Excerpt provided
══════════

Sneh Chawla vs M/S Trehan Enterprises on 27 September, 2018

Author: Amit Rawal

Bench: Amit Rawal

RSA No.1224 of 1992                                     -1-

 IN THE HIGH COURT FOR THE STATES OF PUNJAB AND
             HARYANA AT CHANDIGARH

                                             RSA No.1224 of 1992
                                             Date of Decision.27.09.2018

Sneh Chawla                                                      ...Appellant

                                        Vs

M/s Trehan Enterprises                           ...Respondent

CORAM:HON'BLE MR. JUSTICE AMIT RAWAL

Present:    Mr. Amit Jain, Advocate
            for the appellant.

        Mr. Kuldip Sanwal, Advocate
        for the respondent.
               -.-
AMIT RAWAL J. (ORAL)

The appellant-plaintiff is in regular second appeal against the judgment and decree of the lower Appellate Court whereby the judgment and decree of the trial Court decreeing the suit of the plaintiff for recovery of `40,000/-, has been reversed.

The appellant-plaintiff instituted the suit against M/s Trehan Enterprises for recovery of `40,000/- on the premise that plaintiff had supplied timber to the defendant on credit from Pathankot. Accounts were reconciled on 11.07.1985 and a sum of `38,939.49 was found due from defendant. The aforementioned accounts were confirmed by Bhushan Trehan i.e. brother of Suraj Parkash Trehan. As per the aforementioned settlement, it was mutually agreed that the payment shall be made by the end of September, 1986 starting from July, 1986. The defendant was also to issue C-Form in respect of certain bills but did not pay the amount, therefore, the suit aforementioned was filed on 25.08.1986.

1 of 8 ::: Downloaded on - 14-10-2018 10:46:25 ::: RSA No.1224 of 1992 -2- The defendant contested the suit by raising numerous preliminary objections with regard to non-joinder of partners, maintainability etc. On merits, it was stated that Sneh Chawla was not admitted to be sole proprietor of M/s Dimple Timber. Bhushan Trehan was brother of Suraj Parkash, who had no authority to verify or confirm accounts.

══════════

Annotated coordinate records
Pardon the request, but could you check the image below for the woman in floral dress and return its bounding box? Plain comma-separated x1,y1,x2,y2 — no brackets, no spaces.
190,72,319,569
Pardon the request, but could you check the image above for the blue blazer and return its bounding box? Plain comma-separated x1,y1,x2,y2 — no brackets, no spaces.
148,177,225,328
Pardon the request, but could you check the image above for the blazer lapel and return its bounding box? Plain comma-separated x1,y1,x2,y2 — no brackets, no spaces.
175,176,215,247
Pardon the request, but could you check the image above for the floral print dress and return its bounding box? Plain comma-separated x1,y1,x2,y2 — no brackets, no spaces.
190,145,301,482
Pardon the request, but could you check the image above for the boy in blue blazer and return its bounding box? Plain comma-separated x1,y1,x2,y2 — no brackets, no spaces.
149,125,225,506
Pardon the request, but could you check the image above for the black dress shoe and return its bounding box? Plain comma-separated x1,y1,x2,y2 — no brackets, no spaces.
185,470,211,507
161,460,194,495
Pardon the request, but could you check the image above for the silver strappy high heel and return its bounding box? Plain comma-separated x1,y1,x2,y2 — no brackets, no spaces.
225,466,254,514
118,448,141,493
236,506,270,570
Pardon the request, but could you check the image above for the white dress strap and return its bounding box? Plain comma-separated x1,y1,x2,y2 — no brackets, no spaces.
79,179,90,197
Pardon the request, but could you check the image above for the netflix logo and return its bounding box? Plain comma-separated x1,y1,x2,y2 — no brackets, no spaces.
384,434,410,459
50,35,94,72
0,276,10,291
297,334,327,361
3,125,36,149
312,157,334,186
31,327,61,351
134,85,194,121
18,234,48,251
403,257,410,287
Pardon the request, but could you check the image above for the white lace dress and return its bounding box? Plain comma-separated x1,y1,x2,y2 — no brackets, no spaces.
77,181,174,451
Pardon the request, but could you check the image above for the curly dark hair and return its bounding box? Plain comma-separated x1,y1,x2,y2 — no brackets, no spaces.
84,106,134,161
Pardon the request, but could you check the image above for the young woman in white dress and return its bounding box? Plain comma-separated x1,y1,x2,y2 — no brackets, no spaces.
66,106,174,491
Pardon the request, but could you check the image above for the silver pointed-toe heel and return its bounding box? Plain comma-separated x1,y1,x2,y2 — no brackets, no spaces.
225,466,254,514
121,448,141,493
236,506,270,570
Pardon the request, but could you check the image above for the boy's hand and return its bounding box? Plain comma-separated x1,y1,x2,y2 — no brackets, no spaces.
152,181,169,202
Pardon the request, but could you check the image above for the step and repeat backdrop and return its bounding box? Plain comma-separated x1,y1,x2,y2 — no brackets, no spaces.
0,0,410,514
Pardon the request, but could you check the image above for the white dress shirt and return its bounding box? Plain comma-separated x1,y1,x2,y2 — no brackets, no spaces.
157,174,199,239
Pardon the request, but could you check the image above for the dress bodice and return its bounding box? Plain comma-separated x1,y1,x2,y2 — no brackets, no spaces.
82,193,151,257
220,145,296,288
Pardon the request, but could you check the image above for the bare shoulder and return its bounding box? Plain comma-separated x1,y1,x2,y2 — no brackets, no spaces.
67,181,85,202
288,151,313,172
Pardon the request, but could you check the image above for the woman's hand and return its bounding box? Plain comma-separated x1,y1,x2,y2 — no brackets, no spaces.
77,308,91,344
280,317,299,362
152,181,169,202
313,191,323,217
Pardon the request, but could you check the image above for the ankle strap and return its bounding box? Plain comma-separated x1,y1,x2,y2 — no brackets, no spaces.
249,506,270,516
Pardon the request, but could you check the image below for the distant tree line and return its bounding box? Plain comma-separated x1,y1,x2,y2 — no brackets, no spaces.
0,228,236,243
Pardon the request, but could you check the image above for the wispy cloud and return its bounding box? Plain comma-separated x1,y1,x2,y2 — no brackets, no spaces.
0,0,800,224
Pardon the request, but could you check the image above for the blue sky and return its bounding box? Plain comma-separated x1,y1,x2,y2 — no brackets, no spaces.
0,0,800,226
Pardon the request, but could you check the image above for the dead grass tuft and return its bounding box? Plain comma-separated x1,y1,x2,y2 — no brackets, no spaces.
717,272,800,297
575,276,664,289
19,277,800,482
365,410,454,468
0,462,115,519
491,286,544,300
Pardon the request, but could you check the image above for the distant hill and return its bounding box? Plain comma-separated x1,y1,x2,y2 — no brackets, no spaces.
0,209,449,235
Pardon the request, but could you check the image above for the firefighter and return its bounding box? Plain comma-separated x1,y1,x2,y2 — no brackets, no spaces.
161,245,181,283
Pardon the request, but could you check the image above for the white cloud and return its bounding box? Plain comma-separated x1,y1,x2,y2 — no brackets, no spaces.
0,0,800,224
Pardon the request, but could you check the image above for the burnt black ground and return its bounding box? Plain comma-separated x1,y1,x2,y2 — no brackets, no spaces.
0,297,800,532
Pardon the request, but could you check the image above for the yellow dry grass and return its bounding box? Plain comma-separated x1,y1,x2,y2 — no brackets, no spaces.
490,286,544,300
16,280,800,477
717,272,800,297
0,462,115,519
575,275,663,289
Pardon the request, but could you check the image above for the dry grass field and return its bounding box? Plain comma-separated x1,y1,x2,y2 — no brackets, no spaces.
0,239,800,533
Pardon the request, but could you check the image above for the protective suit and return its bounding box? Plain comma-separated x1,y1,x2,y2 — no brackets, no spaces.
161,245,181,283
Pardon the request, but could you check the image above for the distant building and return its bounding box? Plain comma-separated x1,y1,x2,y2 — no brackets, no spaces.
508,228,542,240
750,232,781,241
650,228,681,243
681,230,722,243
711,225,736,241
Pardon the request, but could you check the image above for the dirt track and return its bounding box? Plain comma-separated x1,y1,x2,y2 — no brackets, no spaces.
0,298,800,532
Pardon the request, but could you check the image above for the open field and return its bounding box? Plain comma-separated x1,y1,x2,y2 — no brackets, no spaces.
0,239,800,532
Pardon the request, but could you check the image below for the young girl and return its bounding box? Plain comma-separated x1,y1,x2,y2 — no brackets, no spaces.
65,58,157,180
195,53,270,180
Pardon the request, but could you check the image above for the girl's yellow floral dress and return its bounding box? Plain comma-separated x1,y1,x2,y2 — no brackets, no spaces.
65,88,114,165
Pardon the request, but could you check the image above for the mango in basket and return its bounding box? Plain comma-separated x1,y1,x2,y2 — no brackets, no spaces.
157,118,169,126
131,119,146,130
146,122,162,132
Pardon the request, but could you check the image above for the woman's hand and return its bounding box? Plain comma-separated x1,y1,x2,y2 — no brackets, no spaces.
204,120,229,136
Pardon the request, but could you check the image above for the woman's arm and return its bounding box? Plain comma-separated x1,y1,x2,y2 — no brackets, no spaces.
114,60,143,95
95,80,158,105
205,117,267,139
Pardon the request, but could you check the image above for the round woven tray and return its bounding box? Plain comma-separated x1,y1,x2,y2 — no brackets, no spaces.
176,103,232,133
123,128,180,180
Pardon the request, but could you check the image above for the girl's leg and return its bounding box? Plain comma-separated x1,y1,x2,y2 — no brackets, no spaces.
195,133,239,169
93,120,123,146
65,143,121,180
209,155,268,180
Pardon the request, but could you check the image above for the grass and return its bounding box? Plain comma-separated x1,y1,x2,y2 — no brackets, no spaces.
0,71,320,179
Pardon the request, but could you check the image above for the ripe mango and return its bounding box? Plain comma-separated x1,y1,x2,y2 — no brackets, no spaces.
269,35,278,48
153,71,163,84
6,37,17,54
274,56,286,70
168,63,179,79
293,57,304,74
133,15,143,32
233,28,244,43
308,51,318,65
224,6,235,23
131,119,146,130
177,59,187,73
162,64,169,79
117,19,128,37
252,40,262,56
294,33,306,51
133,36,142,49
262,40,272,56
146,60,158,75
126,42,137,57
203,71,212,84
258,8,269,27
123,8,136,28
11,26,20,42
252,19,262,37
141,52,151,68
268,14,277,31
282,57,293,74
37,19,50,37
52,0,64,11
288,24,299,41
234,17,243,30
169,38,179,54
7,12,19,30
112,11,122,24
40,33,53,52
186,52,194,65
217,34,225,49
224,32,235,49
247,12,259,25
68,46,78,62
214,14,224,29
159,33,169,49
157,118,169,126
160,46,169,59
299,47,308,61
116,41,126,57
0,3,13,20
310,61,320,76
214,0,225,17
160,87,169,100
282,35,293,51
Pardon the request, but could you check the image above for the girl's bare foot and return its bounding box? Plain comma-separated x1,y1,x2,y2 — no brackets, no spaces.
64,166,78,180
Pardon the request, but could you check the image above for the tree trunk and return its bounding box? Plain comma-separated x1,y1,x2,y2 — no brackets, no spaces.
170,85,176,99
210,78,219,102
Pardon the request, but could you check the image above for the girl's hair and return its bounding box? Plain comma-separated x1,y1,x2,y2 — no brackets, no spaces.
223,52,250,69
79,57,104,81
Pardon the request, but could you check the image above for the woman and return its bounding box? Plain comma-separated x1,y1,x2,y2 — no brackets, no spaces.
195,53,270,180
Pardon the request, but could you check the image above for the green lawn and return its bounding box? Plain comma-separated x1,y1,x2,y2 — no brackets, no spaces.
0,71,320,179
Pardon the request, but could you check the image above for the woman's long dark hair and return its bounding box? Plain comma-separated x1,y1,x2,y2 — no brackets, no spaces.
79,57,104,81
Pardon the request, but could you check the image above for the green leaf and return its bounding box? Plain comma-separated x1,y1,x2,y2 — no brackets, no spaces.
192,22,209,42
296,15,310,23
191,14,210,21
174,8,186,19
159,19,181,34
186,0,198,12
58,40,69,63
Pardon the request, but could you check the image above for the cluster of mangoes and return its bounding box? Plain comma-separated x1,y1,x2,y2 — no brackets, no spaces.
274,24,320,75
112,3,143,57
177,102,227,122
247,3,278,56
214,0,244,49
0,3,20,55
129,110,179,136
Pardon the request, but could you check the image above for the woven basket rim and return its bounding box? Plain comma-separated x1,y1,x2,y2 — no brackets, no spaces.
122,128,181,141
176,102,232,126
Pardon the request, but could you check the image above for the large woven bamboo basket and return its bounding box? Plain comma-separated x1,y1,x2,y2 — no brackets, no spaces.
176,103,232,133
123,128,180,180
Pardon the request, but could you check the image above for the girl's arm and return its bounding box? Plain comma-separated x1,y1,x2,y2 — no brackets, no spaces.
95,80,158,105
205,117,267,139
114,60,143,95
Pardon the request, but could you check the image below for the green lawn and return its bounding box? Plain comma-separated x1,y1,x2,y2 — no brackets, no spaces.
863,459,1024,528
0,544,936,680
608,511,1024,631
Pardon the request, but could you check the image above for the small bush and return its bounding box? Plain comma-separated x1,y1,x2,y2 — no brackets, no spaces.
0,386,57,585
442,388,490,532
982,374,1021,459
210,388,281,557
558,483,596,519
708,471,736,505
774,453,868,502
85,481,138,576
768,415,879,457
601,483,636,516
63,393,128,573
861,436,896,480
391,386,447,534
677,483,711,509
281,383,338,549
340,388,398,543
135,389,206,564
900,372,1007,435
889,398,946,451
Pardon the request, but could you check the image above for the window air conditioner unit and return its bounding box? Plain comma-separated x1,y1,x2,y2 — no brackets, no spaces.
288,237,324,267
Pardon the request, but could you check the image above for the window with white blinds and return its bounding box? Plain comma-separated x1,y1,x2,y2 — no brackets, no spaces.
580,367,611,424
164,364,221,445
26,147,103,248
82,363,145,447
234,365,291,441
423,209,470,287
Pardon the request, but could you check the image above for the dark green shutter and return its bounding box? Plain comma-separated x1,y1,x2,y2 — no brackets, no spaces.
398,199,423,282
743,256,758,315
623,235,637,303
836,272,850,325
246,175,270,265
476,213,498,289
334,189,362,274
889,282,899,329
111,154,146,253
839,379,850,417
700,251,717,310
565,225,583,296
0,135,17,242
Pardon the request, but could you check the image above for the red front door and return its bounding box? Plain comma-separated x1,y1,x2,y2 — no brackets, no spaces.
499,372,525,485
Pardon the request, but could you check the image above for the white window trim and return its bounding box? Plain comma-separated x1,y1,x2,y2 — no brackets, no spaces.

══════════

According to the court judgment, on what date were the accounts between the parties reconciled? The records aren't needed here.

11.07.1985